Writing and resilience
Adventurous travel required a certain degree of resilience, and reading the book reveals a man who has been knocked over by disease, women he met, men he met, things he did and took – but a person who somehow managed to stay positive.
“For better or worse I’m pretty much an optimist. I have my moments of despair, but the combination of optimism and pure adrenaline and being scared that you’re going to do a bad job. That goes into other kinds of writing too – I’ve heard novelists say that a fear of failing will keep you going through some tough times. A good dose of insecurity about what you’re working on turns out to be quite a bit of motivation.”
The book follows a countdown to Kohnstamm’s deadline and the setbacks he suffers are not the average interruptions of writers. Kohnstamm doesn’t get interrupted by phonecalls or visits from aunties with cakes. Drinking sessions, wildly off-topic side trips, and a variety of beguiling situations and characters get in his way.
“It’s a tricky thing to get into that state of mind when you’re producing quality writing. It’s working yourself into a trance of sorts.”
“In this book when I was in north-east Brazil, most of the people that are travelling there are going there for beach vacation party towns. It’s difficult to walk that line between being an effective researcher and data collector and being in this environment which is created around hedonistic practices.

=== Source data ===
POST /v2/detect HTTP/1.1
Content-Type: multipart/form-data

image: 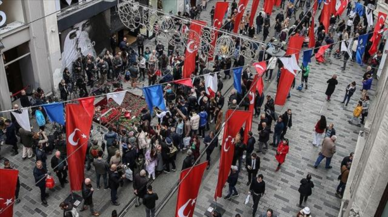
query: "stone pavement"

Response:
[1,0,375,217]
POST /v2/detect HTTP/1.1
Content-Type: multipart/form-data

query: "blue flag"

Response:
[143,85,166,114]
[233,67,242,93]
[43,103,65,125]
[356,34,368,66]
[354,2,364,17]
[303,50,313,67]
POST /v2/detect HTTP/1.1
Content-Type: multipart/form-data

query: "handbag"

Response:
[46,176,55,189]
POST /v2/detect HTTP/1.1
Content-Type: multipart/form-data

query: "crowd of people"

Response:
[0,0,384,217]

...

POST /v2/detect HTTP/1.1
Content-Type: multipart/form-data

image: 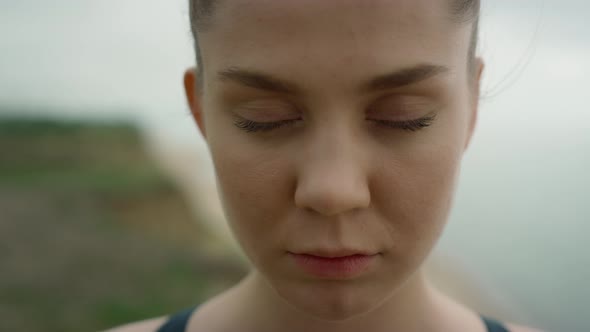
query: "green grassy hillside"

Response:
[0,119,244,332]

=== Work to complete ===
- 1) In the text on writing and resilience, copy out the stretch from "Writing and resilience" through "to stay positive." with "resilience" replaced by "endurance".
- 2) Carry on the text about Kohnstamm's writing and resilience past its final sentence.

=== Exercise responses ===
- 1)
Writing and endurance
Adventurous travel required a certain degree of endurance, and reading the book reveals a man who has been knocked over by disease, women he met, men he met, things he did and took – but a person who somehow managed to stay positive.

- 2)
“And at the same time, in guidebook writing there are different skills – there’s getting the phone numbers and the opening hours and there’s also immersing yourself in what’s going on so you’re able to write with some sort of authority about the place and what’s going on and why people might want to go there.
“If a place is a famous party town, you need to be doing some partying. It’s a fine line and I definitely fell on both sides of that line at points.”
Kohnstamm regularly works at libraries, but finds his local library gets crowded.
“The library can get too busy at times – particularly when it rains. You get some interesting characters.”
While most of his writing is from his own experience, he says The Seattle Public Library system is “fantastic.”
"I’m working on another book and I’d like to stick with book length format. The next book I’m working on is non-fiction, but I have some ideas for fiction – I would like to publish a novel at some point … that would be fantastic.”
Bukowski before Hunter S. Thompson
Kohnstamm is a fan of Hunter S. Thompson, whose work Kohnstamm’s has been compared to. He particularly likes The rum diary, but says the broad parallels are a “dangerous comparison”. If he had to pick one writer he was influenced by he would choose Charles Bukowski, he says.
“I’ve always appreciated the way he wrote so clearly. All the vile little details of his life; sometimes I’m like ‘I can’t believe you just said that’. Because he was so hard on himself, you didn’t lose sympathy for him as a narrator; he was so self-effacing in the process."
Kohnstamm’s next project is about the “joys of illegitimate fatherhood”.
“Returning to civilian life after a number of years on the road in perpetual motion, and an experience in which I thought that I had a Patagonian love child. It was an interesting life lesson … I’ll leave it at that.”
Richard Liddicoat interviewed Thomas Kohnstamm during the Auckland Writers and Readers Festival 2008.